» Work required:
Reproduce every one of the lines that follow, word for word, from the first to the last.

________________________________________

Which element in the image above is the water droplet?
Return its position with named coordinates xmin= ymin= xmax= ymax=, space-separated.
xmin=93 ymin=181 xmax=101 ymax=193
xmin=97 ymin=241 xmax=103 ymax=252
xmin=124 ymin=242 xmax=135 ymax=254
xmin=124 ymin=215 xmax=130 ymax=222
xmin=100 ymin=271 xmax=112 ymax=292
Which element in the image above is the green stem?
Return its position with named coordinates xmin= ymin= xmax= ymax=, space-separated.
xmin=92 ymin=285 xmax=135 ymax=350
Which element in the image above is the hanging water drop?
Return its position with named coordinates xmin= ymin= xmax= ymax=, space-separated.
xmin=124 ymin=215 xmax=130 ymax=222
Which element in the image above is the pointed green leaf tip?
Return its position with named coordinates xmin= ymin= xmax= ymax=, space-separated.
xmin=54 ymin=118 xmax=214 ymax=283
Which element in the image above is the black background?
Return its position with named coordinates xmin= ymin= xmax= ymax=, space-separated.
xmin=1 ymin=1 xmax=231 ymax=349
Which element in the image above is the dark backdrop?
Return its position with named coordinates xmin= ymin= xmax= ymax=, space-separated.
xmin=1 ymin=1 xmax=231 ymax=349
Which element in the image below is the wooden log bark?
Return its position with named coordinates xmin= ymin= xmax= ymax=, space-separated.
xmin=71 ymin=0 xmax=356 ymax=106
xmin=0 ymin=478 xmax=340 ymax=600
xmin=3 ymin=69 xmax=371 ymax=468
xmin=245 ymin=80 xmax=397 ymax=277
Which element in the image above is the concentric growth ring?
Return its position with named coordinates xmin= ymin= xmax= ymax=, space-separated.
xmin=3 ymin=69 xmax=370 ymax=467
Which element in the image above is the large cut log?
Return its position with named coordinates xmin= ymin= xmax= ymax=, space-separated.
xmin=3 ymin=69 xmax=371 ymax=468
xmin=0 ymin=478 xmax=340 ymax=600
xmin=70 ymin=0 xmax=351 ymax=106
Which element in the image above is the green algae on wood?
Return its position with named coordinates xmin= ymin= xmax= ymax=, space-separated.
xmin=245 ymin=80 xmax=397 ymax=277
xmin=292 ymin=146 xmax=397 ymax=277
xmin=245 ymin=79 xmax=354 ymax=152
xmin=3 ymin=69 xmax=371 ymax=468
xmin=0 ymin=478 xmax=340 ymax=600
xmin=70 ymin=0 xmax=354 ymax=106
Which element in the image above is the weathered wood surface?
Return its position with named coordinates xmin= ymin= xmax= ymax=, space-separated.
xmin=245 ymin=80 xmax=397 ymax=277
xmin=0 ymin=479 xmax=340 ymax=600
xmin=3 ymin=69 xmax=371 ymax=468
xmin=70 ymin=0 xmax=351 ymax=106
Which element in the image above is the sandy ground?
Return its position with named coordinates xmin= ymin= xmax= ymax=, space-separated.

________________________________________

» Worked answer:
Which element in the image above is the water droplet?
Return its position with named coordinates xmin= ymin= xmax= ymax=, space-separated.
xmin=93 ymin=181 xmax=101 ymax=193
xmin=97 ymin=241 xmax=103 ymax=252
xmin=124 ymin=242 xmax=135 ymax=254
xmin=124 ymin=215 xmax=130 ymax=222
xmin=100 ymin=271 xmax=112 ymax=292
Which element in the image above is the green stem?
Return its position with named coordinates xmin= ymin= xmax= ymax=, space-separated.
xmin=92 ymin=285 xmax=135 ymax=350
Which element in the image above is the hanging water drop?
Return its position with named coordinates xmin= ymin= xmax= ymax=, space-separated.
xmin=124 ymin=215 xmax=130 ymax=222
Which element in the image above is the pointed green leaf tip?
Return its position with named coordinates xmin= ymin= xmax= ymax=, space-separated.
xmin=54 ymin=118 xmax=214 ymax=283
Which element in the image above is the black background?
Return its position with named coordinates xmin= ymin= xmax= ymax=, space-separated.
xmin=1 ymin=1 xmax=231 ymax=349
Which element in the image above is the dark backdrop?
Return its position with named coordinates xmin= ymin= xmax= ymax=, space-separated.
xmin=1 ymin=1 xmax=231 ymax=349
Which element in the image below is the wooden log bark?
Return its position with named coordinates xmin= ymin= xmax= ymax=, space-separated.
xmin=71 ymin=0 xmax=356 ymax=106
xmin=0 ymin=478 xmax=340 ymax=600
xmin=3 ymin=69 xmax=371 ymax=468
xmin=245 ymin=80 xmax=397 ymax=277
Which element in the image above is the concentric growth ring?
Return its position with named coordinates xmin= ymin= xmax= ymax=, space-separated.
xmin=3 ymin=69 xmax=370 ymax=467
Which element in the image above is the large cut log?
Return its position with named coordinates xmin= ymin= xmax= ymax=, space-separated.
xmin=3 ymin=69 xmax=371 ymax=468
xmin=0 ymin=478 xmax=340 ymax=600
xmin=70 ymin=0 xmax=351 ymax=106
Which element in the image above is the green algae on wood?
Return its position with named coordinates xmin= ymin= xmax= ymax=, space-separated.
xmin=245 ymin=80 xmax=397 ymax=277
xmin=292 ymin=146 xmax=397 ymax=277
xmin=245 ymin=79 xmax=354 ymax=152
xmin=3 ymin=69 xmax=371 ymax=468
xmin=0 ymin=478 xmax=340 ymax=600
xmin=70 ymin=0 xmax=354 ymax=106
Which element in the image above is the weathered wood surface?
Return its position with named coordinates xmin= ymin= xmax= ymax=, space-separated.
xmin=245 ymin=80 xmax=397 ymax=277
xmin=0 ymin=479 xmax=340 ymax=600
xmin=3 ymin=69 xmax=371 ymax=468
xmin=70 ymin=0 xmax=351 ymax=106
Which element in the image above is the sandy ground?
Return its position with named coordinates xmin= ymin= xmax= ymax=, space-separated.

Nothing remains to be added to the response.